TASK DESCRIPTION:
In the records below, find the line that contains "Put a dot on every instance of the lamp". Retype that line and all the lines after it through the end, leaving out the pictures.

________________

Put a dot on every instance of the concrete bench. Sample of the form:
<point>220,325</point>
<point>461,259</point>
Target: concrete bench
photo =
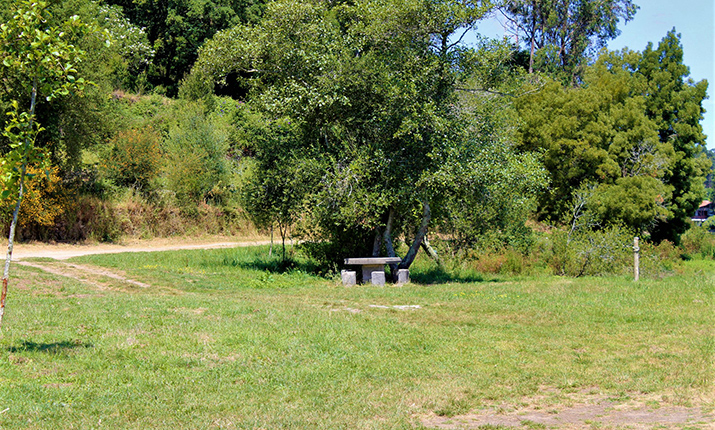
<point>373,270</point>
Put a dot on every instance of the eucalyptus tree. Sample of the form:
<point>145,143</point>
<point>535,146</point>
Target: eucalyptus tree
<point>561,34</point>
<point>631,134</point>
<point>374,88</point>
<point>40,61</point>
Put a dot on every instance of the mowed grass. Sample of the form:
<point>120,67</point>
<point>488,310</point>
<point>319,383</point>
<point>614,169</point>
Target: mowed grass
<point>222,339</point>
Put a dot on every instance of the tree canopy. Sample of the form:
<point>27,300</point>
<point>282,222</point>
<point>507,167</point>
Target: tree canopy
<point>560,35</point>
<point>618,135</point>
<point>380,132</point>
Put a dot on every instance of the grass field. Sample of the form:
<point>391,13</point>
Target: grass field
<point>220,339</point>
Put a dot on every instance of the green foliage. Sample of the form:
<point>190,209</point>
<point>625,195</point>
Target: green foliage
<point>674,103</point>
<point>606,135</point>
<point>383,133</point>
<point>37,60</point>
<point>197,169</point>
<point>560,35</point>
<point>592,252</point>
<point>134,159</point>
<point>275,188</point>
<point>699,240</point>
<point>213,341</point>
<point>177,29</point>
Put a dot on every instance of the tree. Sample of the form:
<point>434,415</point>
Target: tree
<point>561,34</point>
<point>42,57</point>
<point>631,132</point>
<point>374,88</point>
<point>675,103</point>
<point>177,29</point>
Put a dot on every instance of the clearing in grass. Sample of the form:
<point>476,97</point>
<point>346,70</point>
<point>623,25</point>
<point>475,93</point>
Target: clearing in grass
<point>228,338</point>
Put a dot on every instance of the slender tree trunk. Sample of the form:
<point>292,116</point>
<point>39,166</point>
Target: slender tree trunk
<point>270,250</point>
<point>377,243</point>
<point>13,224</point>
<point>430,251</point>
<point>532,39</point>
<point>284,231</point>
<point>387,238</point>
<point>421,232</point>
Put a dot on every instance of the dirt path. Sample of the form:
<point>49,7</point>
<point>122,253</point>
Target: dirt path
<point>100,277</point>
<point>583,412</point>
<point>65,251</point>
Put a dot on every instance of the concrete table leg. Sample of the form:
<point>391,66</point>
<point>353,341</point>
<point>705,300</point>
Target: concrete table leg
<point>367,271</point>
<point>349,277</point>
<point>378,278</point>
<point>403,276</point>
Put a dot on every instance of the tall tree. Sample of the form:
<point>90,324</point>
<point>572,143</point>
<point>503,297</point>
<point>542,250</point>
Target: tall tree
<point>39,53</point>
<point>561,34</point>
<point>374,88</point>
<point>675,103</point>
<point>631,134</point>
<point>177,29</point>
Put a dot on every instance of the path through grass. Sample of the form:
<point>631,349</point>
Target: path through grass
<point>221,339</point>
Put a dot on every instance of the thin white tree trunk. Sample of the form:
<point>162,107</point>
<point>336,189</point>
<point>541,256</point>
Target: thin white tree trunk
<point>13,224</point>
<point>421,232</point>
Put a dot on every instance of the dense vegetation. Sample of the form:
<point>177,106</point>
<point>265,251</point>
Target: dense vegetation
<point>360,126</point>
<point>220,339</point>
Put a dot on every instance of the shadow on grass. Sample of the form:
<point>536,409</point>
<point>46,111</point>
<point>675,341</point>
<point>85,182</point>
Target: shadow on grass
<point>276,265</point>
<point>48,348</point>
<point>437,275</point>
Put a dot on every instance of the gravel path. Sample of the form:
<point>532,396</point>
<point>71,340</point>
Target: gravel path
<point>65,251</point>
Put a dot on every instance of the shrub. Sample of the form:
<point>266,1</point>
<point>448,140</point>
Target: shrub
<point>699,240</point>
<point>198,169</point>
<point>43,201</point>
<point>134,159</point>
<point>592,252</point>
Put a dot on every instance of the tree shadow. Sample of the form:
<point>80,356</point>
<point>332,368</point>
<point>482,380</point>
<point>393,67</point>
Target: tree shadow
<point>437,275</point>
<point>280,266</point>
<point>48,348</point>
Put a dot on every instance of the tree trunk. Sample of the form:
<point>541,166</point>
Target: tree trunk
<point>421,232</point>
<point>13,224</point>
<point>387,238</point>
<point>270,250</point>
<point>377,243</point>
<point>430,251</point>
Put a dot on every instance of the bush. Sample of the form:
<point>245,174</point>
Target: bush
<point>134,159</point>
<point>44,199</point>
<point>699,240</point>
<point>591,252</point>
<point>198,169</point>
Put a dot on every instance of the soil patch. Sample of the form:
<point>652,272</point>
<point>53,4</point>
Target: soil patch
<point>585,412</point>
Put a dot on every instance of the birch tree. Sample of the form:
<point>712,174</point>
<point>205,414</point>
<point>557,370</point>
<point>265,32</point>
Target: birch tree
<point>41,60</point>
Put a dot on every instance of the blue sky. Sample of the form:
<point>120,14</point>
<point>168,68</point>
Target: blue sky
<point>693,19</point>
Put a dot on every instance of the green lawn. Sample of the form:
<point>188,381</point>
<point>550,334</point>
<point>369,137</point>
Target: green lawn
<point>220,341</point>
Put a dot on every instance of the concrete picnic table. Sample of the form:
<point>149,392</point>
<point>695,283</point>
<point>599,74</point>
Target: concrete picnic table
<point>373,270</point>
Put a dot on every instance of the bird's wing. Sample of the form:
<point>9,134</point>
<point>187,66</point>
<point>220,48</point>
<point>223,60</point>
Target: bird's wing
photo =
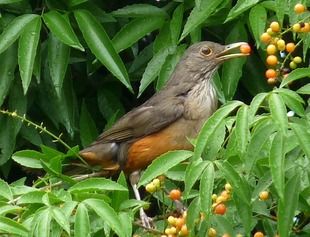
<point>144,120</point>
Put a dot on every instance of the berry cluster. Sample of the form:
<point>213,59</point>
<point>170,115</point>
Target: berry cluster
<point>218,205</point>
<point>280,60</point>
<point>176,226</point>
<point>153,186</point>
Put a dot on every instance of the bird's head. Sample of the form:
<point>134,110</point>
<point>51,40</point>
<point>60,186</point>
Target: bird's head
<point>206,56</point>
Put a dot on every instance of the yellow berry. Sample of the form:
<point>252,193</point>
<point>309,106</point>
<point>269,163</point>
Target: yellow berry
<point>281,44</point>
<point>299,8</point>
<point>296,27</point>
<point>264,195</point>
<point>265,37</point>
<point>271,81</point>
<point>171,220</point>
<point>228,187</point>
<point>272,60</point>
<point>212,232</point>
<point>150,188</point>
<point>297,59</point>
<point>271,73</point>
<point>293,65</point>
<point>290,47</point>
<point>271,49</point>
<point>275,26</point>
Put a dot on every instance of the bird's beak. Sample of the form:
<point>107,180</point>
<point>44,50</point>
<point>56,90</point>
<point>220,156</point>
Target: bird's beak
<point>232,51</point>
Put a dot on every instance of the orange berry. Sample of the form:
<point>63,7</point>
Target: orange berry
<point>171,220</point>
<point>272,60</point>
<point>271,73</point>
<point>225,195</point>
<point>264,195</point>
<point>183,231</point>
<point>259,234</point>
<point>179,222</point>
<point>296,27</point>
<point>299,8</point>
<point>271,81</point>
<point>220,209</point>
<point>293,65</point>
<point>275,26</point>
<point>211,232</point>
<point>175,194</point>
<point>245,49</point>
<point>290,47</point>
<point>281,44</point>
<point>228,187</point>
<point>150,188</point>
<point>297,59</point>
<point>271,49</point>
<point>265,37</point>
<point>214,197</point>
<point>305,28</point>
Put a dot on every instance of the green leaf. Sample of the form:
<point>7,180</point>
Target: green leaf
<point>296,74</point>
<point>287,208</point>
<point>31,197</point>
<point>255,104</point>
<point>162,164</point>
<point>27,50</point>
<point>14,29</point>
<point>139,10</point>
<point>59,216</point>
<point>176,23</point>
<point>135,30</point>
<point>242,129</point>
<point>193,172</point>
<point>240,7</point>
<point>169,66</point>
<point>88,130</point>
<point>292,100</point>
<point>5,190</point>
<point>206,189</point>
<point>82,223</point>
<point>58,59</point>
<point>237,182</point>
<point>302,90</point>
<point>12,227</point>
<point>276,161</point>
<point>8,62</point>
<point>60,26</point>
<point>96,184</point>
<point>198,15</point>
<point>257,19</point>
<point>153,68</point>
<point>211,125</point>
<point>259,138</point>
<point>101,46</point>
<point>106,213</point>
<point>303,136</point>
<point>232,69</point>
<point>28,158</point>
<point>278,112</point>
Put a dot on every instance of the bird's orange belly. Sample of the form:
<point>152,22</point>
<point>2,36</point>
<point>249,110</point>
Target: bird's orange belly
<point>143,151</point>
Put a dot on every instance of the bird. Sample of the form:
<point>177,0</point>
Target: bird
<point>166,121</point>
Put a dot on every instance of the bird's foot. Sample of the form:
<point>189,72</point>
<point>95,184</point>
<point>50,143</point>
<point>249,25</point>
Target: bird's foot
<point>146,221</point>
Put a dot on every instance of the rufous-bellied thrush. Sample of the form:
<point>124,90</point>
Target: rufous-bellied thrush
<point>169,118</point>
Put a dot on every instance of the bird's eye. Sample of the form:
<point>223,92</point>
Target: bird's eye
<point>205,51</point>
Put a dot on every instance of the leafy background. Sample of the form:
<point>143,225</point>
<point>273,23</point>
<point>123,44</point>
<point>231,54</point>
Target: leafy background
<point>73,67</point>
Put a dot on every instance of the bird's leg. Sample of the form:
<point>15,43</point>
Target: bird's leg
<point>134,179</point>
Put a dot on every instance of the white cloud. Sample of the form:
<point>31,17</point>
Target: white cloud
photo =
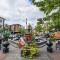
<point>17,10</point>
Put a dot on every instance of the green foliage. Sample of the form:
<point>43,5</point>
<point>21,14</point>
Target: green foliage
<point>38,28</point>
<point>6,35</point>
<point>29,50</point>
<point>52,38</point>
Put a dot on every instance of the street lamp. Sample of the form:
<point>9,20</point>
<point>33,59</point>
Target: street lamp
<point>2,20</point>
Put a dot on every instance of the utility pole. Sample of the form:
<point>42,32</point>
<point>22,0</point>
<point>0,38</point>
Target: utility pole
<point>26,23</point>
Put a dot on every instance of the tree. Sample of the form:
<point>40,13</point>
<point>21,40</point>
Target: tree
<point>22,30</point>
<point>38,28</point>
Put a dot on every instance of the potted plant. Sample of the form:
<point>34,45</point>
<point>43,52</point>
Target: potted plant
<point>5,42</point>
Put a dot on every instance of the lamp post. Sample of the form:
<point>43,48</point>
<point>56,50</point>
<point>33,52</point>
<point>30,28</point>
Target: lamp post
<point>2,20</point>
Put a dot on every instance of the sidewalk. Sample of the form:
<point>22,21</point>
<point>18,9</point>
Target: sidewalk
<point>2,56</point>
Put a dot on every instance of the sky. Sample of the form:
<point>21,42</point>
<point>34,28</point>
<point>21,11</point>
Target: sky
<point>16,12</point>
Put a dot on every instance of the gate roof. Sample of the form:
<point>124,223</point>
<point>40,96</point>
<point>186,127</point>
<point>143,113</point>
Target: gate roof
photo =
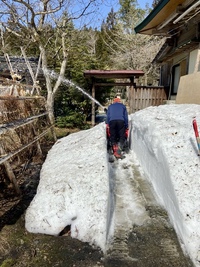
<point>119,74</point>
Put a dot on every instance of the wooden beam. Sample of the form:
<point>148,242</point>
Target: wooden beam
<point>115,84</point>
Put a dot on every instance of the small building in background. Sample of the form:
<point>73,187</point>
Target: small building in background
<point>178,21</point>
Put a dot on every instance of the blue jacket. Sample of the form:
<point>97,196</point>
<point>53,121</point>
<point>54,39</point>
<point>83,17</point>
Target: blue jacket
<point>117,111</point>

________________

ANSWER IN FULL:
Put a dot on every instance of the lamp post. Sample of the form:
<point>43,48</point>
<point>56,50</point>
<point>33,52</point>
<point>30,28</point>
Target: lamp post
<point>2,20</point>
Put a dot on every instance of the sidewalk. Sample of the form:
<point>22,21</point>
<point>18,9</point>
Target: sidewalk
<point>2,56</point>
Put a dot on every instance of the sky. Sample of the form:
<point>21,42</point>
<point>34,28</point>
<point>21,11</point>
Target: sky
<point>16,12</point>
Put a dot on every instance of the gate roof. Sample of the form:
<point>124,223</point>
<point>40,96</point>
<point>186,127</point>
<point>143,113</point>
Target: gate roof
photo =
<point>119,74</point>
Put a dot on every instance of the wooden beam. Sample of the form:
<point>148,242</point>
Target: wooden beam
<point>115,84</point>
Put a dot on every instance of the small building in background. Sample of the form:
<point>73,187</point>
Target: small building in background
<point>178,21</point>
Put a dot on every instance of the blue jacket. Sample of the form:
<point>97,196</point>
<point>53,121</point>
<point>54,39</point>
<point>83,17</point>
Target: blue jacket
<point>117,111</point>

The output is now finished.